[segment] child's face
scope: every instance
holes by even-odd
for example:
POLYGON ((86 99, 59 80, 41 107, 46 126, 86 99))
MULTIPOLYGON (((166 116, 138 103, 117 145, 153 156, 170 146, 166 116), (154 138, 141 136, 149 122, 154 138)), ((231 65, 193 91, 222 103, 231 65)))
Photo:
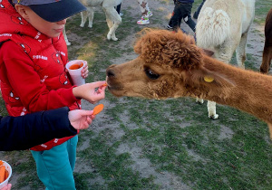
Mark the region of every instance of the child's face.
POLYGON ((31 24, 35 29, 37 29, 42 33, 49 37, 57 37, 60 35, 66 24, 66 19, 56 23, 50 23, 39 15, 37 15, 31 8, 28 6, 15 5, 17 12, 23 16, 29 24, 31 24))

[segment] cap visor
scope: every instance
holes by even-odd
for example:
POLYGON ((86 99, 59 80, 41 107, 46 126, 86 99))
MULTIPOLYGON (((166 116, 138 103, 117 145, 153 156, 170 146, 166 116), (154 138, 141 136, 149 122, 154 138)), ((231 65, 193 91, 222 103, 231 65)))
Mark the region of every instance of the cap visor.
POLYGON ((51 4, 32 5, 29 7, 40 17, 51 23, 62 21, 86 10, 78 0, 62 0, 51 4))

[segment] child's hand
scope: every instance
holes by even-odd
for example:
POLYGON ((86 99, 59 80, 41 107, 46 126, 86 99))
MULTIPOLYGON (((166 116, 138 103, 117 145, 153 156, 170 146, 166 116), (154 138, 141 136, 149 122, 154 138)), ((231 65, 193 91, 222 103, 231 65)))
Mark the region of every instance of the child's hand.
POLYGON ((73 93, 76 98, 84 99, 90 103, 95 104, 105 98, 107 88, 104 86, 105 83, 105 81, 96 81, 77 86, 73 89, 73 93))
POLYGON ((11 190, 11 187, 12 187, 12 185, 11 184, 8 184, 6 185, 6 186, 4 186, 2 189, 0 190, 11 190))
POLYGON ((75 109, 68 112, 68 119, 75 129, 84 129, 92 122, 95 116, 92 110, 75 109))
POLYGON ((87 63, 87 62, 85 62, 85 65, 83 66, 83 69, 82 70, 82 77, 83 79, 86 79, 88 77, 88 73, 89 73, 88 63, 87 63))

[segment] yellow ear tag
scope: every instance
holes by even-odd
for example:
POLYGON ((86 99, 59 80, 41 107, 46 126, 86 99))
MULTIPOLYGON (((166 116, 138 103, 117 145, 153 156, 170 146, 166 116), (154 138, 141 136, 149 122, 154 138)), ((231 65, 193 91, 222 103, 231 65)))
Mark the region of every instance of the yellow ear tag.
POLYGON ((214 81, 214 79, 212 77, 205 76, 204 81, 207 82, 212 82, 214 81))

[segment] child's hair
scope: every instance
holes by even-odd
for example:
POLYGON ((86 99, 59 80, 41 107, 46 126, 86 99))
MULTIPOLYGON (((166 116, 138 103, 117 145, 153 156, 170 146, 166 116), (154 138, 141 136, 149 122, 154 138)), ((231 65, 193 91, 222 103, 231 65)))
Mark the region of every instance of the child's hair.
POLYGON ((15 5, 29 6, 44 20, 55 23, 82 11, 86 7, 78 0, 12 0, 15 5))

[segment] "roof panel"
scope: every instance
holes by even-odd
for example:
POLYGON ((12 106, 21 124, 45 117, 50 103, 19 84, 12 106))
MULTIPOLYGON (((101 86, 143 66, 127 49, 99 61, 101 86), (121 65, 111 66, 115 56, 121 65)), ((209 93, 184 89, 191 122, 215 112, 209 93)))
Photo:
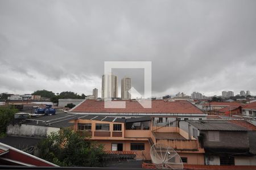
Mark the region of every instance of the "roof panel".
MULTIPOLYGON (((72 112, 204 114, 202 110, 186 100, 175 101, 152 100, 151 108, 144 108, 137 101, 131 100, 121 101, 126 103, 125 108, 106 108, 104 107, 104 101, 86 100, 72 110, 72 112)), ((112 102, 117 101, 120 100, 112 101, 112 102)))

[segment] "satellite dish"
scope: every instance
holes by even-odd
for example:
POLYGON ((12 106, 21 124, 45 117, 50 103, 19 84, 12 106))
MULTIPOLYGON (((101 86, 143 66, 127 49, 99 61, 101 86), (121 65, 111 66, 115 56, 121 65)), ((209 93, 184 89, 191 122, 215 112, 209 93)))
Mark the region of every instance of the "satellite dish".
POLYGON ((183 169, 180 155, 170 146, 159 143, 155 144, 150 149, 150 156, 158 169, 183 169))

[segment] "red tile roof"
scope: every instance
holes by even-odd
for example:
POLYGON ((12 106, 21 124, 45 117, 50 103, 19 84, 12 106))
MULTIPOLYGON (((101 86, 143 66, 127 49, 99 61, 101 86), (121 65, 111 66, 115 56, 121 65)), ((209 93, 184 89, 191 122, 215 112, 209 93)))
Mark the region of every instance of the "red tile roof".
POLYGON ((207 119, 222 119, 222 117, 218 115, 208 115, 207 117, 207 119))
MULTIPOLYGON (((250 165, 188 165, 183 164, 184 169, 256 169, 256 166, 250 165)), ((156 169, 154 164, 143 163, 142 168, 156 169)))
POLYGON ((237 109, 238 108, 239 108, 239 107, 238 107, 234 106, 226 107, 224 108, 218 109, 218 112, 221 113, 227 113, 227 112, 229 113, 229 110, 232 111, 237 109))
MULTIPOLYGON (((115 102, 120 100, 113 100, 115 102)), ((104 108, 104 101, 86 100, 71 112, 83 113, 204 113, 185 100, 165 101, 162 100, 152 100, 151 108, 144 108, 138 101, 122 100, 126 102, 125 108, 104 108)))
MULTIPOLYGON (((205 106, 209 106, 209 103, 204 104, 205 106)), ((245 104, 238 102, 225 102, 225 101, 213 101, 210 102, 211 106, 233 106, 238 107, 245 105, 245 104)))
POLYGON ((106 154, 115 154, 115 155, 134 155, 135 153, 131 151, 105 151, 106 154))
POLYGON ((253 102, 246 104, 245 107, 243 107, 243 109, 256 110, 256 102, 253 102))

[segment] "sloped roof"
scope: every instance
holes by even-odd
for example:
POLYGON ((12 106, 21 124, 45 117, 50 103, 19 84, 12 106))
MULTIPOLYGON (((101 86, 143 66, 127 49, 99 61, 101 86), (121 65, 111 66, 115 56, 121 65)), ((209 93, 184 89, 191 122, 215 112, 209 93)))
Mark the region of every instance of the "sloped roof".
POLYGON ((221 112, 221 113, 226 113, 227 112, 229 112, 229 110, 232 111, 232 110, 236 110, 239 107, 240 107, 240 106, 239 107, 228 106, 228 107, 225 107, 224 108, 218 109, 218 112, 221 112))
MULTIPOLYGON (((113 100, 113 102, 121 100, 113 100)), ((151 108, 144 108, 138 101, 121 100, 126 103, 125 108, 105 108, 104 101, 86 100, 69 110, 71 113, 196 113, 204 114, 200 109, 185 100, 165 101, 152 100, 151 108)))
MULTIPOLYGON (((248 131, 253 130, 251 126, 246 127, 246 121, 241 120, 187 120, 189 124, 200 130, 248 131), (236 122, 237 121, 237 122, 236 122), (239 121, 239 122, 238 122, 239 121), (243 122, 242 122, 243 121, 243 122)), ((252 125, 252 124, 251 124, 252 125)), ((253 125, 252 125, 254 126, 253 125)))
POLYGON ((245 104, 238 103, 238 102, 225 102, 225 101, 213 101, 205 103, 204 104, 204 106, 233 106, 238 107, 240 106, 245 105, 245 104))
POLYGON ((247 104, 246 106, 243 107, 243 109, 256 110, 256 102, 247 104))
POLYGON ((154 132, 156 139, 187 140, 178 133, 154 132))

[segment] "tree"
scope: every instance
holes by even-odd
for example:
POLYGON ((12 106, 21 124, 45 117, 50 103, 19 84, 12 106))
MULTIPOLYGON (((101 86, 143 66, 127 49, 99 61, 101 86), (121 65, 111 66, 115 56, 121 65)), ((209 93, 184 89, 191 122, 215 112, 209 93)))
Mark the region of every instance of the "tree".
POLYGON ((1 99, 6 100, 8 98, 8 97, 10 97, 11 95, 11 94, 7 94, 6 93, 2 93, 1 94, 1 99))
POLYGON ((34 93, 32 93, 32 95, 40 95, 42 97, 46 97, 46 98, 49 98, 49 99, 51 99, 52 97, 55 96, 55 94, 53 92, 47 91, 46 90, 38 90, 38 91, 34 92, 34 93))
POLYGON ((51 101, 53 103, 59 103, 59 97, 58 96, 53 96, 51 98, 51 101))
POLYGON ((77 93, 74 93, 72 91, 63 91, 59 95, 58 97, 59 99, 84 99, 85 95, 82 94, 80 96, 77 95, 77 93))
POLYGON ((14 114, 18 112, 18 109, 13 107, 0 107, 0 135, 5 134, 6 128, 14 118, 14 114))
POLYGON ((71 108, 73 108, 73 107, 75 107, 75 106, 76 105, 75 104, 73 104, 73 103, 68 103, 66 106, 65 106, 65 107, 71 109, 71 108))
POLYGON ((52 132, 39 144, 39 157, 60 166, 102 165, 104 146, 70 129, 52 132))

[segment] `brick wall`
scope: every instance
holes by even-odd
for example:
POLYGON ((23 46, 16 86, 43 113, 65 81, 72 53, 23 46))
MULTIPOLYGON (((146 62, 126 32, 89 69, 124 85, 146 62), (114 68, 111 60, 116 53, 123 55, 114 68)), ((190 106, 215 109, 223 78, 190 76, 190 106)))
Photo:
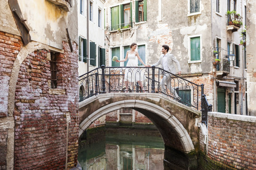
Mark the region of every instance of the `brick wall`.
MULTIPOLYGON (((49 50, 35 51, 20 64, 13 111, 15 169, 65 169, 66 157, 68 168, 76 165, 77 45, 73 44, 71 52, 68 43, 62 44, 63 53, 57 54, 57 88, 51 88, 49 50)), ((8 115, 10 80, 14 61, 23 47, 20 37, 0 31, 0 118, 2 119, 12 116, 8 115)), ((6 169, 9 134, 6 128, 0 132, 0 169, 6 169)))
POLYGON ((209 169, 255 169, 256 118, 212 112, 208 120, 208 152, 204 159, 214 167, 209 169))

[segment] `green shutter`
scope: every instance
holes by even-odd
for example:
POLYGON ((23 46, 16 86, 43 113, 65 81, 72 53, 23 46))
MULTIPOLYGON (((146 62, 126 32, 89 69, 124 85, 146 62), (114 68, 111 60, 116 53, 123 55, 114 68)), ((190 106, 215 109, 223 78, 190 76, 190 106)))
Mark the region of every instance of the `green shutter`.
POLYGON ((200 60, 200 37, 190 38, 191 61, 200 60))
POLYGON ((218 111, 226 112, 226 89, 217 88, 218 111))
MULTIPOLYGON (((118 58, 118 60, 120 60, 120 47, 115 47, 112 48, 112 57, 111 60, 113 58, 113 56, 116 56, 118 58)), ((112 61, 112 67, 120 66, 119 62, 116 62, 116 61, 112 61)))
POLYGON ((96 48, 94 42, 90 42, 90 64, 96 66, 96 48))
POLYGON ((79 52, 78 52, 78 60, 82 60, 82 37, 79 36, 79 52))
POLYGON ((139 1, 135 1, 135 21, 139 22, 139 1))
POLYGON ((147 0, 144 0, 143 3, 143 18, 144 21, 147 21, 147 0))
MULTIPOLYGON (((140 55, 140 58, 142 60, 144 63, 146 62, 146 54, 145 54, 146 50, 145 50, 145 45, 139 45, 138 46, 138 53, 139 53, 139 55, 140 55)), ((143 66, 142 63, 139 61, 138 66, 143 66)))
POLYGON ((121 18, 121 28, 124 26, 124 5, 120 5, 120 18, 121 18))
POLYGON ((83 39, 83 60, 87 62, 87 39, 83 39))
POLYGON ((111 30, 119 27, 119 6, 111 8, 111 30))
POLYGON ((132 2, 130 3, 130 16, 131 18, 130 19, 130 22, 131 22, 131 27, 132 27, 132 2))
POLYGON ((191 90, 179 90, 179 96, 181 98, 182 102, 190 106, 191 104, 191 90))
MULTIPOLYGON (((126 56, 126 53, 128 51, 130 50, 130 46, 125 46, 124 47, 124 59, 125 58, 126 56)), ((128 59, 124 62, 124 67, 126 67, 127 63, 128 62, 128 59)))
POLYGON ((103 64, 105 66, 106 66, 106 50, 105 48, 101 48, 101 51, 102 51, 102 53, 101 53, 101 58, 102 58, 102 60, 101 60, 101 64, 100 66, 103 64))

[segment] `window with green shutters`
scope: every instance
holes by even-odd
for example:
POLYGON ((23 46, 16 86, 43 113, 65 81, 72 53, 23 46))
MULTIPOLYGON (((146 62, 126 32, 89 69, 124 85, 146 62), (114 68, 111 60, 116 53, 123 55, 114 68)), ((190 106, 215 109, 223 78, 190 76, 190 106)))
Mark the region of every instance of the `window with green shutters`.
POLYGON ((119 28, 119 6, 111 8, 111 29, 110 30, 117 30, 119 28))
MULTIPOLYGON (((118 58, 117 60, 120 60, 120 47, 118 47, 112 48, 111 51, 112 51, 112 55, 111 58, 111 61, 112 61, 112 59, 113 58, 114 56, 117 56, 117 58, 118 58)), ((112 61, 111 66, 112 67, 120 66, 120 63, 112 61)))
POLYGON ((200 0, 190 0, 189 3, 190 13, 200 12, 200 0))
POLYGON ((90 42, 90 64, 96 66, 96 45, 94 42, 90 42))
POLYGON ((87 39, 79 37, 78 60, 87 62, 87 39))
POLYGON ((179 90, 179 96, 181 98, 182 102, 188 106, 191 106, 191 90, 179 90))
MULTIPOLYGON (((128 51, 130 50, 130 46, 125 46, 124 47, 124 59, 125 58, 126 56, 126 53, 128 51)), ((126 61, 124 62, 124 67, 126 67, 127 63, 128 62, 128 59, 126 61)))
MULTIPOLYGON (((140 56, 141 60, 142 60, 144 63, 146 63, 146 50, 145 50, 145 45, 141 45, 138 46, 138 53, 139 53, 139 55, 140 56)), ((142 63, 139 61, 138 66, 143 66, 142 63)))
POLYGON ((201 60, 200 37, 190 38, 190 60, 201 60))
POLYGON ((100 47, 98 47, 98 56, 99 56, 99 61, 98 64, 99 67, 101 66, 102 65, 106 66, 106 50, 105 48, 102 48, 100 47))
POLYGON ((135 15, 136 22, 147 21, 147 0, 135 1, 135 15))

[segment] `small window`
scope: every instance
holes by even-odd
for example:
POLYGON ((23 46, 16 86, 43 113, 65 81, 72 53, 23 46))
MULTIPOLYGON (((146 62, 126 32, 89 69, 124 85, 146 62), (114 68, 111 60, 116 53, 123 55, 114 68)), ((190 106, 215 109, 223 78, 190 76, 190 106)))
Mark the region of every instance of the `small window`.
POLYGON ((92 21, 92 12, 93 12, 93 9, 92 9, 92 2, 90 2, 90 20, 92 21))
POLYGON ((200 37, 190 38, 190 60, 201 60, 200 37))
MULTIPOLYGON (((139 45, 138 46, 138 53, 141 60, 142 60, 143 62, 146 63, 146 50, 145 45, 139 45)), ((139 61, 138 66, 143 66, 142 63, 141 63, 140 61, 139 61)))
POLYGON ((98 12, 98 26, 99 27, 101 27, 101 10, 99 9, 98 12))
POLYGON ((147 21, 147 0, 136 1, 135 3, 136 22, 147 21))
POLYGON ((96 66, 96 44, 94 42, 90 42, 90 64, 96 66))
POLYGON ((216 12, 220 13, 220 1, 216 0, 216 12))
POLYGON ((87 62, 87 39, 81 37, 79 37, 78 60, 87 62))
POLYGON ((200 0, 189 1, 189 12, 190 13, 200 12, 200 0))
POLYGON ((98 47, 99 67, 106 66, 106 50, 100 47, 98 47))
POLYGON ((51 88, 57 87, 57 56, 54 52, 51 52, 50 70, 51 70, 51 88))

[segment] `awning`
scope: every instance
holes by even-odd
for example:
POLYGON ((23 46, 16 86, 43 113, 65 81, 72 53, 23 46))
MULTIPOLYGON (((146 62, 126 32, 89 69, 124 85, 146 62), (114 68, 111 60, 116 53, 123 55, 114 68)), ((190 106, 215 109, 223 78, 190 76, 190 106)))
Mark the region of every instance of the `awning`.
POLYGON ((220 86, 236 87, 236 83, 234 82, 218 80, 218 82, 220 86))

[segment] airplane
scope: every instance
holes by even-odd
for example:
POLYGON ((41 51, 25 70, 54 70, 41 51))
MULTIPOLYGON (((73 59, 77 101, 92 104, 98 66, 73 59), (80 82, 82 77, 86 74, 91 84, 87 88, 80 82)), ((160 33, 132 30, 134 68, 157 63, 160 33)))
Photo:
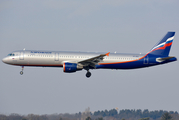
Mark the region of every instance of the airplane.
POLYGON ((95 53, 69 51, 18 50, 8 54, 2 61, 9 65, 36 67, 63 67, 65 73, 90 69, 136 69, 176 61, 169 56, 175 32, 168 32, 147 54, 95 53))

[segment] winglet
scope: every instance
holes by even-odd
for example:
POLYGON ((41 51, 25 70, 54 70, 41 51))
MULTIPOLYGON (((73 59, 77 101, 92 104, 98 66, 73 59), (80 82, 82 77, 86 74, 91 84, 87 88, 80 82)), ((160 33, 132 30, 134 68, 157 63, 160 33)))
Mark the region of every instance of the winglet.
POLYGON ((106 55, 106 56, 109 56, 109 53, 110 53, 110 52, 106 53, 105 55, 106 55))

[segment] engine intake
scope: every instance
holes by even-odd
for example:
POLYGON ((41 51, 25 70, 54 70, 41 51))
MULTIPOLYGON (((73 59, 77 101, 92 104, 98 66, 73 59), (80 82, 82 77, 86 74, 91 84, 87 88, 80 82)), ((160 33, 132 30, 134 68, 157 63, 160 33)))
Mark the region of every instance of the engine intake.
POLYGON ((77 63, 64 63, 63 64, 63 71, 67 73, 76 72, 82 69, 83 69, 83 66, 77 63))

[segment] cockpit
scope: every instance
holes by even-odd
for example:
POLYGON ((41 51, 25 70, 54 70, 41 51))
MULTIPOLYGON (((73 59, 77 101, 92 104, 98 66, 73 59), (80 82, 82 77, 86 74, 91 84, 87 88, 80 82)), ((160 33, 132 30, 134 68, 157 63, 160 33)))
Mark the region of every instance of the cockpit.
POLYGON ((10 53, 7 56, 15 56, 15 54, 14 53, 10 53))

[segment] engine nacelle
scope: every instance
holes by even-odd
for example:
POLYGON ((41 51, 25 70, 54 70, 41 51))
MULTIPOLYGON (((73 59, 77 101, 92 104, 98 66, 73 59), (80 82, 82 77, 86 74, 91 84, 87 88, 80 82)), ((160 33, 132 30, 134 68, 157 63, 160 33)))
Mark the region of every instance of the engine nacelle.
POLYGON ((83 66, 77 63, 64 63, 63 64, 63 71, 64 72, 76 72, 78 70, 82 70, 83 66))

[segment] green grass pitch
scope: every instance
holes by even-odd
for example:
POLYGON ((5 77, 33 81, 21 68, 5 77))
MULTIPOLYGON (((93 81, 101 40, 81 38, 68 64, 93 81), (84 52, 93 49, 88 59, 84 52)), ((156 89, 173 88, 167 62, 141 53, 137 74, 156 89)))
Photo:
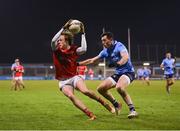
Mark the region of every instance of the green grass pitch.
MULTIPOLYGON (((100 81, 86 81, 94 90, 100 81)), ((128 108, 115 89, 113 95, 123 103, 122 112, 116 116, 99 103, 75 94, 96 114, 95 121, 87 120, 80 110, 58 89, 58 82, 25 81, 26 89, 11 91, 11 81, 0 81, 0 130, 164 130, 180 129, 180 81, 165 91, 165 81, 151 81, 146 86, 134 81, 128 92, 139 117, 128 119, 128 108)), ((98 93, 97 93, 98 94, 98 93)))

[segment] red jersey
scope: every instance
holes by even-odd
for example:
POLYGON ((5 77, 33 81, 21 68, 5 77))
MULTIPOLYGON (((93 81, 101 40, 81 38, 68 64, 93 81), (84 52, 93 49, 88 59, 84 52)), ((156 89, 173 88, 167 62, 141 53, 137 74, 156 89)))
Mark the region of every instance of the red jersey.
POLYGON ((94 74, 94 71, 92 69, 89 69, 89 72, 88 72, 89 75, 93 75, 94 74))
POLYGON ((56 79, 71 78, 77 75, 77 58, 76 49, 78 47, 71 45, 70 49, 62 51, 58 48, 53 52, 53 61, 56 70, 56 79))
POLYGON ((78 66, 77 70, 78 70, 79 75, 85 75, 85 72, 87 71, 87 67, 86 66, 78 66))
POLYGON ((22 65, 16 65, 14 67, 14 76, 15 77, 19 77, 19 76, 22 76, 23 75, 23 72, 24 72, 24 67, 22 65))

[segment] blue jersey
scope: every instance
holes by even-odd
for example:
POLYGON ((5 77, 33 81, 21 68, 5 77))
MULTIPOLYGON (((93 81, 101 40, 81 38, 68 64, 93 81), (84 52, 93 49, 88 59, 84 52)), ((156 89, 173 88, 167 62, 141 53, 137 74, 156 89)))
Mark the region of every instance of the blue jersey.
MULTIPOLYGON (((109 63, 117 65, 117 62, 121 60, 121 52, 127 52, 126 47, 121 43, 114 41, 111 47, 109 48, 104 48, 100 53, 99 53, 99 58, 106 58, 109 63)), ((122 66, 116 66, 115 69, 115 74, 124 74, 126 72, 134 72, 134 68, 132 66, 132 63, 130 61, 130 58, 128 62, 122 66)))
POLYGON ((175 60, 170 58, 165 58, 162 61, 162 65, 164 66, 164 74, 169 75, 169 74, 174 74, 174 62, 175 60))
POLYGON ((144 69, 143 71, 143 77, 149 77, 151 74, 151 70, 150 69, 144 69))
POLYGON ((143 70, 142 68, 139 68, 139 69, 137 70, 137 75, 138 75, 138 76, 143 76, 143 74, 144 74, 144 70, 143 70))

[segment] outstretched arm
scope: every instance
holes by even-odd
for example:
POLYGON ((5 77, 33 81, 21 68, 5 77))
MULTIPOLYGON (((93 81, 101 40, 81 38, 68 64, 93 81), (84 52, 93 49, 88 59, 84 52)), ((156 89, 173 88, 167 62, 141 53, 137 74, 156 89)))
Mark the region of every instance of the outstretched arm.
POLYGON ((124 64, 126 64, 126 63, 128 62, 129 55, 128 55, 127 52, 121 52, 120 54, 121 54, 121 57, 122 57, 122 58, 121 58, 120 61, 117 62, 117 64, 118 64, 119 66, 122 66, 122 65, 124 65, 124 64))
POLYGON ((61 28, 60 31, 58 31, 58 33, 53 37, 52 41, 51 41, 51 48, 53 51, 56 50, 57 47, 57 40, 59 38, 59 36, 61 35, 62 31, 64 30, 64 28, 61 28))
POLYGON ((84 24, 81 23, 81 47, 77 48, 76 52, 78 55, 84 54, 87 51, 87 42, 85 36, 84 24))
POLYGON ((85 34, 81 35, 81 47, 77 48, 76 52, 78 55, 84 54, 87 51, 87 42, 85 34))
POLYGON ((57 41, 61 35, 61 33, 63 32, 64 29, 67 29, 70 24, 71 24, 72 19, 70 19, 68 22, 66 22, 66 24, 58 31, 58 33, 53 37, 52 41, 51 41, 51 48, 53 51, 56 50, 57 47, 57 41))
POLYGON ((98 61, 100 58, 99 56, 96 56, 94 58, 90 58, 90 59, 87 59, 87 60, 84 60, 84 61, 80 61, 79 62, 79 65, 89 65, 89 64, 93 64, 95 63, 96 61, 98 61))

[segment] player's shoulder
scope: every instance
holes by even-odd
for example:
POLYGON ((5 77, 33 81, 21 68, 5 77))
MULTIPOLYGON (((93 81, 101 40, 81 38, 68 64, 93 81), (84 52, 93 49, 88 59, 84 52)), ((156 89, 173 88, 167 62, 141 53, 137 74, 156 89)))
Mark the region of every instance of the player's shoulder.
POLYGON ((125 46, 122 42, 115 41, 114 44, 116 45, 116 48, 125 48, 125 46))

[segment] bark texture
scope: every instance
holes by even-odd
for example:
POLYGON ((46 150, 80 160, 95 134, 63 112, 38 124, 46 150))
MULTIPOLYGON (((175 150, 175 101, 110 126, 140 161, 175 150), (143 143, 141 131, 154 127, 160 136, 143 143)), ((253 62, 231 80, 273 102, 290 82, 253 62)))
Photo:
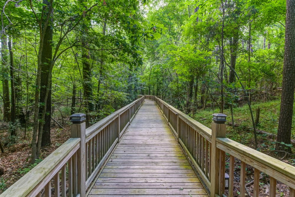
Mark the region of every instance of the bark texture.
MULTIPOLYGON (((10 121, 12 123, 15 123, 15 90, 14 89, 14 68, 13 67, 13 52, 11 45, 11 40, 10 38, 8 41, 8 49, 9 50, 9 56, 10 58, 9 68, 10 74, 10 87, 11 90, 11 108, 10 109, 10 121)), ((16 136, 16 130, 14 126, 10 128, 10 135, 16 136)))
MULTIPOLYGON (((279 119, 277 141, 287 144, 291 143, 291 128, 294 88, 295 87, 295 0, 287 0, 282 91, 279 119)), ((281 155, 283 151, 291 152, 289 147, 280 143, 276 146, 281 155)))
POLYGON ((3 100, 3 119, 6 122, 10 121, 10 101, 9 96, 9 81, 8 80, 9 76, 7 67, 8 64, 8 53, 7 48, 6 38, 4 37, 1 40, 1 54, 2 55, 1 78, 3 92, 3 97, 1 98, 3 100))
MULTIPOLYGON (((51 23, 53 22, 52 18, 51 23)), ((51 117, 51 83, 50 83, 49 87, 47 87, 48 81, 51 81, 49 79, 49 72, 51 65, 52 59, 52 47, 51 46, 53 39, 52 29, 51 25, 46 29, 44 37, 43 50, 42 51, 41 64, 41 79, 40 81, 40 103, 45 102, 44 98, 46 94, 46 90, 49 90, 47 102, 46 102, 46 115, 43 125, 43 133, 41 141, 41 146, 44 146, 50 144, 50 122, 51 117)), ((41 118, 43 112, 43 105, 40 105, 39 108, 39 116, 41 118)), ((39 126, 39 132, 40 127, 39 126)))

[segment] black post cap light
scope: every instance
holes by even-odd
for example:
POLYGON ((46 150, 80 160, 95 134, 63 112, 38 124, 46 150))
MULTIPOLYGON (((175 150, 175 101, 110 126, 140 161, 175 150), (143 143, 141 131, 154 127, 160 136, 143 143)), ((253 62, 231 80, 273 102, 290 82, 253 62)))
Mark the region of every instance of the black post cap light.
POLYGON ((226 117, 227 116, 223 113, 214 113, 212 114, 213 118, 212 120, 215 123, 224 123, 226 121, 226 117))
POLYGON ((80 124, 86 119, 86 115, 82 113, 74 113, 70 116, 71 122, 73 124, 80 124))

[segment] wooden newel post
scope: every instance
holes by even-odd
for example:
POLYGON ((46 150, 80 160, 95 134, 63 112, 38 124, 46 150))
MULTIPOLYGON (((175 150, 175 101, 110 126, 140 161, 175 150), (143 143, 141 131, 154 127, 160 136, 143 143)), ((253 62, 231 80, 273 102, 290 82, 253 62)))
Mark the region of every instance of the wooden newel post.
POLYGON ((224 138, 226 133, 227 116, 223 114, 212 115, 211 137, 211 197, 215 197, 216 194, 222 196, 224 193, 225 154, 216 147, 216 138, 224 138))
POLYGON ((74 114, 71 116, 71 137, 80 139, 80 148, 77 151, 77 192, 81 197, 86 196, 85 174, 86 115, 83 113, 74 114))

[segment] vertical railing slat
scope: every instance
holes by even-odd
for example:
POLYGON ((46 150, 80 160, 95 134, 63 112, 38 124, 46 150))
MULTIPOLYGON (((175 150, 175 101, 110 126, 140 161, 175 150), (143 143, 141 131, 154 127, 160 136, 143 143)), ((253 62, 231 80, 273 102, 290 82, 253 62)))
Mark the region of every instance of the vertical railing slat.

§ DIRECTIONS FOR THIS TASK:
Copy the part of the data that opens with the line containing "[segment] airplane" and closes with the line containing "Mark the region of every instance of the airplane.", both of those lines included, and leave the pictures out.

§ WRITTEN SOLUTION:
[segment] airplane
scope: every instance
holes by even-odd
for example:
POLYGON ((41 51, 25 70, 54 70, 41 51))
MULTIPOLYGON (((73 59, 77 101, 92 104, 98 66, 73 59), (80 82, 82 77, 86 74, 91 84, 87 88, 80 82)), ((160 33, 132 30, 134 68, 157 63, 160 33)))
Photo:
Mark the region of every instance of the airplane.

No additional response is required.